The lines to return begin at the one containing "at the green" and end at the final line of the material; output them exactly and only them.

☆ ☆ ☆ ☆ ☆

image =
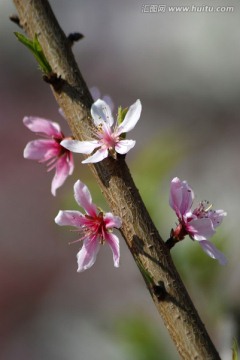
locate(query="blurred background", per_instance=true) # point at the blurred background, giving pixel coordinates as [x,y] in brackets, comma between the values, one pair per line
[185,69]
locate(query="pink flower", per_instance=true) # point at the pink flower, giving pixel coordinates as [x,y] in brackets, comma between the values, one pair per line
[49,149]
[200,223]
[107,139]
[95,226]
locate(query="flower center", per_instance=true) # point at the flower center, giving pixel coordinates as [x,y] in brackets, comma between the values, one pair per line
[203,209]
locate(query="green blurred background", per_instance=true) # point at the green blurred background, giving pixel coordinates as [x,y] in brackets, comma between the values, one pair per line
[185,69]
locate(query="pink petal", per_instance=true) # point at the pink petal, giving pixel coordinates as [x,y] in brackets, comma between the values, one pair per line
[112,221]
[181,197]
[84,199]
[123,146]
[99,155]
[41,149]
[82,147]
[216,216]
[71,163]
[63,170]
[86,257]
[113,242]
[101,112]
[200,229]
[131,118]
[70,218]
[42,126]
[213,252]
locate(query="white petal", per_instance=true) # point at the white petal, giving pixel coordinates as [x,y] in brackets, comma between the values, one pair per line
[99,155]
[84,199]
[82,147]
[200,229]
[101,112]
[123,146]
[69,218]
[131,118]
[181,197]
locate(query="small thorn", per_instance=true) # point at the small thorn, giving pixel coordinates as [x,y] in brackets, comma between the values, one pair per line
[14,18]
[160,290]
[74,37]
[55,80]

☆ ☆ ☆ ☆ ☆

• _FINISHED EXERCISE_
locate(query="green blurred background", per_instance=true) # point at the green blurred background, giving pixel coordinates as [x,y] in brackets, comma between the values, one pair per line
[185,69]
locate(query="pink petal", per_instance=true) # point at the pink petal, giving pixel coordinates as [x,y] in brackets, comma between the values, one pair per line
[112,221]
[181,197]
[84,199]
[123,146]
[99,155]
[41,149]
[82,147]
[216,216]
[71,163]
[63,170]
[86,257]
[113,242]
[101,112]
[200,229]
[131,118]
[70,218]
[42,126]
[213,252]
locate(query="white petal", per_instance=true) # point at the white petal, giving pixel coordinates as [x,y] in brackets, comma between the values, one pair per line
[99,155]
[84,199]
[82,147]
[200,229]
[101,112]
[123,146]
[69,218]
[131,118]
[181,197]
locate(query="small thorn", per_instance=true) # point at the small thorn, giving pixel coordinates as [x,y] in brackets, comma between the values, one pair per line
[14,18]
[160,290]
[74,37]
[55,80]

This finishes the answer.